Given problem: Please update the rows in the part that opens with the line containing "Practice step: indicate the beard" and closes at the end of the rows, replacing "Practice step" with "Exercise step" and leaving everything else unchanged. Give back only those rows.

>> begin

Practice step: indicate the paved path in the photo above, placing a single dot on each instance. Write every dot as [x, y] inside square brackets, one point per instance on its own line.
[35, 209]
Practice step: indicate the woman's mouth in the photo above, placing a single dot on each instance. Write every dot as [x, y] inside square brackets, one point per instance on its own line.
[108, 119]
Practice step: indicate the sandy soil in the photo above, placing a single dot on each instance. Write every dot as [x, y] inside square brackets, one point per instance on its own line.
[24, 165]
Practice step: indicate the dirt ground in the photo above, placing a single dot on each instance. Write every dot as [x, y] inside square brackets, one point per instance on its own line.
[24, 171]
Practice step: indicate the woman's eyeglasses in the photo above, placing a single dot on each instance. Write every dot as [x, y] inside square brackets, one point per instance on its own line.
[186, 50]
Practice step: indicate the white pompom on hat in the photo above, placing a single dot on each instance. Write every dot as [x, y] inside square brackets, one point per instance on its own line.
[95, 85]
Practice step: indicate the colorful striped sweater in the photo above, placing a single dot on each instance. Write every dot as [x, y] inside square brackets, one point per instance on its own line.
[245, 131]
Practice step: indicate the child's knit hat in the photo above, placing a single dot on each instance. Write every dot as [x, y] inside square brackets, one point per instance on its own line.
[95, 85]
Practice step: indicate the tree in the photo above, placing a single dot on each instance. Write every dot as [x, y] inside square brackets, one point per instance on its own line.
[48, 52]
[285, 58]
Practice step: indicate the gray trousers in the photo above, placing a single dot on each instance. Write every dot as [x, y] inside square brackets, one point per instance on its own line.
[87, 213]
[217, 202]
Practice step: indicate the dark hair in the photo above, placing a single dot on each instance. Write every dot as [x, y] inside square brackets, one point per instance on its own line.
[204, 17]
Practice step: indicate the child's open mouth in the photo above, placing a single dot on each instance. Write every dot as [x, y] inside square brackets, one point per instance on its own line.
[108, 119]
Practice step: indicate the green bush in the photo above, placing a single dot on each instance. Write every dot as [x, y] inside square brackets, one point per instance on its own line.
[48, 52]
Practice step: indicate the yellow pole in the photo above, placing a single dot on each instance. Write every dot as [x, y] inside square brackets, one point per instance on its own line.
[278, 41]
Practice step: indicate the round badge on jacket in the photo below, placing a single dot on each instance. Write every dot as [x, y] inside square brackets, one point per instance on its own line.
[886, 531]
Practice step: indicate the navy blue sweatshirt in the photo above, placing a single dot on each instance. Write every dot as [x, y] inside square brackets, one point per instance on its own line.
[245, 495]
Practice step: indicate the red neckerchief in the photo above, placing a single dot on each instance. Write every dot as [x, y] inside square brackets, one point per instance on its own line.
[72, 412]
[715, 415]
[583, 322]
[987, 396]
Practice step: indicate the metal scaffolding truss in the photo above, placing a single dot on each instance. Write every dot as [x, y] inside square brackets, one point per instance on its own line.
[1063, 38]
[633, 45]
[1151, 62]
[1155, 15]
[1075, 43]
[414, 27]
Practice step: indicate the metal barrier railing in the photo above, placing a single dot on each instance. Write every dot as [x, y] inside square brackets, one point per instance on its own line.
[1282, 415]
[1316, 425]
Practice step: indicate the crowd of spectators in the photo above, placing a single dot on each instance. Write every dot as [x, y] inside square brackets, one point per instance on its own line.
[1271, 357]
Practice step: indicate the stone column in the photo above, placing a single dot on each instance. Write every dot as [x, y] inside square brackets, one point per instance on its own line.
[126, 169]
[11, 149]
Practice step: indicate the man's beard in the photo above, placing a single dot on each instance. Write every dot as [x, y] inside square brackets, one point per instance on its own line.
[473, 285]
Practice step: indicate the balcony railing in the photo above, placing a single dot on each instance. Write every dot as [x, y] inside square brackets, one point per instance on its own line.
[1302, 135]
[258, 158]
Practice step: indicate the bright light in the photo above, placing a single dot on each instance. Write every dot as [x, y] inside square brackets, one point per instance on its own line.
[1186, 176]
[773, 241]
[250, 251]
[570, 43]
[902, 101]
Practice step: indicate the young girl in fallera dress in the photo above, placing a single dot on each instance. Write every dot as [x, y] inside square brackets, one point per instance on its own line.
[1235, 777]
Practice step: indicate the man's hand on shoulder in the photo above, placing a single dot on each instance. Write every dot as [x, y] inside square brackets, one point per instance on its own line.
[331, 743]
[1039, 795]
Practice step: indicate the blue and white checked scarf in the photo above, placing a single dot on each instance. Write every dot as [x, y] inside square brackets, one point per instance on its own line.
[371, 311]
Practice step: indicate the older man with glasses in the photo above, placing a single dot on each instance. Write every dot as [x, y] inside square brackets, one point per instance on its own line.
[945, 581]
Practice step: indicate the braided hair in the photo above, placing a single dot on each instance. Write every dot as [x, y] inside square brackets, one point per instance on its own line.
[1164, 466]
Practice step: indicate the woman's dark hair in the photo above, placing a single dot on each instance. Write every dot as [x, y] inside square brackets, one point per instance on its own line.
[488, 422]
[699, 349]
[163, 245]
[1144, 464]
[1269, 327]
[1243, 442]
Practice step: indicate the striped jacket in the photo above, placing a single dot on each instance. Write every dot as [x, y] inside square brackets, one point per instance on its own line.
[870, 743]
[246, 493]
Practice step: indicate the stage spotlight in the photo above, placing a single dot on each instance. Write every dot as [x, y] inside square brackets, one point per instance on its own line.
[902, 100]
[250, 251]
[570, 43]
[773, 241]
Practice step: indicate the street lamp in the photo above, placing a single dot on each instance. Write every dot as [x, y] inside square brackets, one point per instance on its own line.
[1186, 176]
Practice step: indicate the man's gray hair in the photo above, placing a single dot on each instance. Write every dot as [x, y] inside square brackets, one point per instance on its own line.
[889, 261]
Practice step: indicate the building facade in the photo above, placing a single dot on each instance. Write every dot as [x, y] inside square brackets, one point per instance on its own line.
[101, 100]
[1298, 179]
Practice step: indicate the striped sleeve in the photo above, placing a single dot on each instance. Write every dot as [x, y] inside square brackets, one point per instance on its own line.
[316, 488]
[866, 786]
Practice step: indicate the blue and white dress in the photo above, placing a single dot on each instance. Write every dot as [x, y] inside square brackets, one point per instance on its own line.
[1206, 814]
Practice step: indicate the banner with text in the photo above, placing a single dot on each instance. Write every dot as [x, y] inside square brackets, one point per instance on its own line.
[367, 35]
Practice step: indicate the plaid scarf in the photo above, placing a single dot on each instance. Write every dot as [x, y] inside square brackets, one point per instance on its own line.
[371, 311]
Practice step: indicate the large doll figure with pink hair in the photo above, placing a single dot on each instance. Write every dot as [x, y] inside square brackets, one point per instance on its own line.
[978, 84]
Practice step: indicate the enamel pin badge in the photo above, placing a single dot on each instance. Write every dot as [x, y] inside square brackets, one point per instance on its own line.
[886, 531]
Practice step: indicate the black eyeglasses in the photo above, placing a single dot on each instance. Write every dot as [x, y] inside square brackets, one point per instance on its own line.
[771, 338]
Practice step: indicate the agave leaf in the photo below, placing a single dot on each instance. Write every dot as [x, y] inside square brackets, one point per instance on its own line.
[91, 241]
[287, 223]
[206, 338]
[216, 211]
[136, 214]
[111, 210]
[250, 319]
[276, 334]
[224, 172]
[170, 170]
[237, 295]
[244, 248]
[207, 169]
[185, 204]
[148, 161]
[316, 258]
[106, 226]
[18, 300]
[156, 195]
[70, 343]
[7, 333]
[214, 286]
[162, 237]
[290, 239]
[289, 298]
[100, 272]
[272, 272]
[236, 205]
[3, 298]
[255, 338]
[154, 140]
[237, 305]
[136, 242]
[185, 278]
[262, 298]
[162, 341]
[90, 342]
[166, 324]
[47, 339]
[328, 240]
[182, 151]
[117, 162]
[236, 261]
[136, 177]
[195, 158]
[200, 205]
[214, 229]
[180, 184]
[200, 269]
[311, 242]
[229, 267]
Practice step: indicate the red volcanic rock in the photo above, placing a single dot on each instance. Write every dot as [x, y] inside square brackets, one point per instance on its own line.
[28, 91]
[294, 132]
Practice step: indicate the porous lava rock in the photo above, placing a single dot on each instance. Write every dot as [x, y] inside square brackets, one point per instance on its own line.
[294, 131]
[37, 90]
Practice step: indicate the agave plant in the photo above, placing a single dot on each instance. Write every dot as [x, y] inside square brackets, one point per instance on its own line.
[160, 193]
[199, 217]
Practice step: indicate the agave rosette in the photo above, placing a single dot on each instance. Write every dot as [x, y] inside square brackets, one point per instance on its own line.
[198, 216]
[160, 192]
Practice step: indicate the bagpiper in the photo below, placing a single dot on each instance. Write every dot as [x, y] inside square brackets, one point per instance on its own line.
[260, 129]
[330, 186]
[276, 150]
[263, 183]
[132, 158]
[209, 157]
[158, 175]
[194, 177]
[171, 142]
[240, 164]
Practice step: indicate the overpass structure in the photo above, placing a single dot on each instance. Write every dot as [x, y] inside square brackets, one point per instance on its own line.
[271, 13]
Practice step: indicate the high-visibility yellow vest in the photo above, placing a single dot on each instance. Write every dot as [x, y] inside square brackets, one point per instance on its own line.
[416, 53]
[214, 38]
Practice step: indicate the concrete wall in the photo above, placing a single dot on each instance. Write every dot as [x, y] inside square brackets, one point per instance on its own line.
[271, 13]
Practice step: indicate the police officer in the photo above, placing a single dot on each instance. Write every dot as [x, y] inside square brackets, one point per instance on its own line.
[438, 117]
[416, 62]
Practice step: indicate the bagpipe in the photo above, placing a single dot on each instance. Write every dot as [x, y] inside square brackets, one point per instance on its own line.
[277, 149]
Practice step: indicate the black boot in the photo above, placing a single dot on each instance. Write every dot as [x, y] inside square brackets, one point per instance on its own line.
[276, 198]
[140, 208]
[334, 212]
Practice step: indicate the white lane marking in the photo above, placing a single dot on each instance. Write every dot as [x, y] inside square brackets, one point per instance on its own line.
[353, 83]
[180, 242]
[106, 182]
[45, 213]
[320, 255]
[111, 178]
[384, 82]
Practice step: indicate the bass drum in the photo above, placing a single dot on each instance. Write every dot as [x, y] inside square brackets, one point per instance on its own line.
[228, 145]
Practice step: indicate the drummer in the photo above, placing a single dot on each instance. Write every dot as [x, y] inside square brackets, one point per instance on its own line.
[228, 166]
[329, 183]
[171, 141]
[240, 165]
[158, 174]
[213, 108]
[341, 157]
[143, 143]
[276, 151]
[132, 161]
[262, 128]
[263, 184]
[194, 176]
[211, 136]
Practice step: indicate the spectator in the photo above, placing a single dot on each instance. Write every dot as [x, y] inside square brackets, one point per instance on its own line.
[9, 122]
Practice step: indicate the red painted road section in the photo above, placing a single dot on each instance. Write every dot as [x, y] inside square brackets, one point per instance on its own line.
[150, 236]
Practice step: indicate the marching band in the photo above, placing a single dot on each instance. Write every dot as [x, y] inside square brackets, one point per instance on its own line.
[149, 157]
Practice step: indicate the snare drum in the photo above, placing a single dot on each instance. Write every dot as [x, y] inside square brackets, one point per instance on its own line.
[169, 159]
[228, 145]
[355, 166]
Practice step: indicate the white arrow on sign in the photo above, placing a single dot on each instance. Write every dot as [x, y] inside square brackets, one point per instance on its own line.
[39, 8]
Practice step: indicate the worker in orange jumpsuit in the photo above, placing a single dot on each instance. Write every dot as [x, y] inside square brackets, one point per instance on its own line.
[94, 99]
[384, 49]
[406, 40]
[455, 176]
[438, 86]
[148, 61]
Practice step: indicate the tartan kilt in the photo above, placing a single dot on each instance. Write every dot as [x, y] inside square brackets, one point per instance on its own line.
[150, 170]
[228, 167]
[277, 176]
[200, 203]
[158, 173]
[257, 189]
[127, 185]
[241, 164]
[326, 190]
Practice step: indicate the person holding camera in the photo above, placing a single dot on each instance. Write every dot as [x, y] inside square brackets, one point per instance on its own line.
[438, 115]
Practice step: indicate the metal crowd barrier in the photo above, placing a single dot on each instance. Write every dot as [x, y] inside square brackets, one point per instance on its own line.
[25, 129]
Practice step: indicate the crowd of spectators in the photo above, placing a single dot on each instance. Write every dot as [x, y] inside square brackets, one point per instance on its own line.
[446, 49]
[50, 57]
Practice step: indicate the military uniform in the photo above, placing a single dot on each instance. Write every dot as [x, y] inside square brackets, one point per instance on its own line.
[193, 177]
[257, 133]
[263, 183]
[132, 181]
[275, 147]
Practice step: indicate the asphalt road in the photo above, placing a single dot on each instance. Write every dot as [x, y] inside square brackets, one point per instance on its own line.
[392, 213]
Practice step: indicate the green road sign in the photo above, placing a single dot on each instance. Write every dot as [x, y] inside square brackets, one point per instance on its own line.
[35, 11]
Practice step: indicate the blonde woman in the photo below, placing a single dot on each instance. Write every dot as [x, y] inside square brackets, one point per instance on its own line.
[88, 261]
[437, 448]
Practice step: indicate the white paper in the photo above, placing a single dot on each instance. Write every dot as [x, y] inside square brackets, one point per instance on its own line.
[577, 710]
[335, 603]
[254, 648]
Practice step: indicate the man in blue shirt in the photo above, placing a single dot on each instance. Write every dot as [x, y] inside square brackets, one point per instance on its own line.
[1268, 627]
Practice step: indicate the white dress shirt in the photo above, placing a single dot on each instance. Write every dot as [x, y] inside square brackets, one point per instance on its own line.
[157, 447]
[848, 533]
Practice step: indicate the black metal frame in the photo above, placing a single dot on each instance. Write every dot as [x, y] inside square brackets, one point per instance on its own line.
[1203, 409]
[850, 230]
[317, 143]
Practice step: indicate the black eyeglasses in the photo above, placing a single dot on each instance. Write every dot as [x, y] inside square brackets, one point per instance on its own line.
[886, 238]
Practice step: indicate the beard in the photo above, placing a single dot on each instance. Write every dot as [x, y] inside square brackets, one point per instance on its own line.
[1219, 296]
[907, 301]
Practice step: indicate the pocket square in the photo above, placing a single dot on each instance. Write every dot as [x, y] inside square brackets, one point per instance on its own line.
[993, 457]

>> end

Written response:
Exercise step: indicate the beard in the photo above, placing a single dot on each instance. Write every dot as [x, y] inside square brackets, one point per instance on its own line.
[1219, 296]
[907, 301]
Exercise step: indicate the pocket square in the photo above, placing a single dot on each instance. Write every dot as [x, y] inside square brackets, one point per instance on its own line.
[993, 457]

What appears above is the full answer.